Input material:

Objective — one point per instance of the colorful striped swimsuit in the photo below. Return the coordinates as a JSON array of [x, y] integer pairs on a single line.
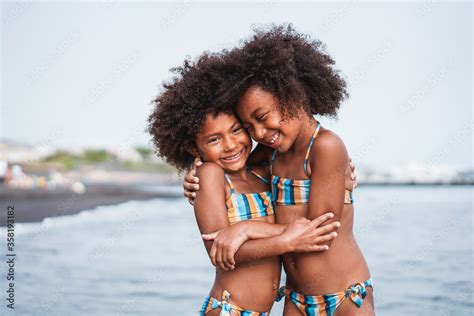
[[227, 309], [240, 207], [245, 206], [326, 305], [296, 192]]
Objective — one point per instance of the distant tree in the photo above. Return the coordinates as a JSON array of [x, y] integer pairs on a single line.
[[96, 155], [144, 151]]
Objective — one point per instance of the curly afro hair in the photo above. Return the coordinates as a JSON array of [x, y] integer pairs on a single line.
[[181, 108], [290, 65]]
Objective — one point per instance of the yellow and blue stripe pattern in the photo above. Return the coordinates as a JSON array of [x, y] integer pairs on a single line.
[[326, 305], [296, 192], [227, 309], [245, 206]]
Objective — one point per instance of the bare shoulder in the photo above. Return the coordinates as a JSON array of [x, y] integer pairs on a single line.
[[263, 170]]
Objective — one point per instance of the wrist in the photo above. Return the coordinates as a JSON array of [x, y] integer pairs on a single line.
[[285, 244]]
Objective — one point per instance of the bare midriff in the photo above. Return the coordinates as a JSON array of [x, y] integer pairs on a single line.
[[329, 271]]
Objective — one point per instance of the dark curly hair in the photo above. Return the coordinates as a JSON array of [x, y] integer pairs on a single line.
[[181, 107], [290, 65]]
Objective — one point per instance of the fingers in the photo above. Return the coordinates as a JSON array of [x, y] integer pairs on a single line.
[[327, 228], [221, 259], [321, 219], [212, 254], [190, 175], [229, 259], [189, 195], [318, 248], [197, 162], [210, 236], [190, 187]]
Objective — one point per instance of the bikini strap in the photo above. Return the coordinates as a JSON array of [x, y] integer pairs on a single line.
[[305, 166], [232, 190], [259, 176], [272, 160]]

Set task: Repeat verbatim all the material, but not the pictures.

Response below:
Objective — one point per instance of the colorful striped swimsuit in the photo below. Return the coordinates as a JSON array of [x, y] integer pairs on a single line.
[[227, 309], [240, 207], [245, 206], [326, 305], [296, 192]]
Objective — one point per instance of the distant tree in the photo above. Return the coordinates as a JSON array of [x, y] integer pairs on a single line.
[[96, 155], [144, 151]]
Objective — one point per instance of the curly afro hair in the photo above. Return the coordinates as a JSON array of [x, y] integer pairs on a single line.
[[181, 108], [290, 65]]
Objective — one point per instance of the yellow and blue stripe pattern in the photo above. Return the coordinates as a JSON array of [x, y] integer pairs on a single line.
[[326, 305], [296, 192], [227, 309], [245, 206]]
Objective — one point per instance of the bare shoulder in the photo above. Return the coordinates as a JSON array of [x, y] integer pairs on a single line.
[[263, 170]]
Objective — one point per instance of the wrist in the photo above. Return the coordinates as a JSON array of [x, y] integer pairs on a single line.
[[285, 244]]
Objective — one point per instance of the bare midriff in the photo above. Return the coordinates as a JSON array of [x, y] integer pairs on a single line.
[[329, 271]]
Objective — one point per instance of the dark curly hair in the photo above. Return the coordinates as a JSON array of [x, y] integer pairs on a single line.
[[181, 107], [290, 65]]
Objective — one point per instance of the fingers in the photo above. Return the coordinates as a JSON array of [x, y] integer pairs on a single line.
[[327, 228], [221, 259], [321, 219], [212, 254], [190, 175], [229, 259], [189, 195], [318, 248], [197, 162], [210, 236], [190, 187]]
Objective — one point per instance of the bikini strap in the photo above. Return the coordinates as a JSON array of [x, y] integer pairs on a single line.
[[305, 166], [232, 190], [259, 176], [272, 160]]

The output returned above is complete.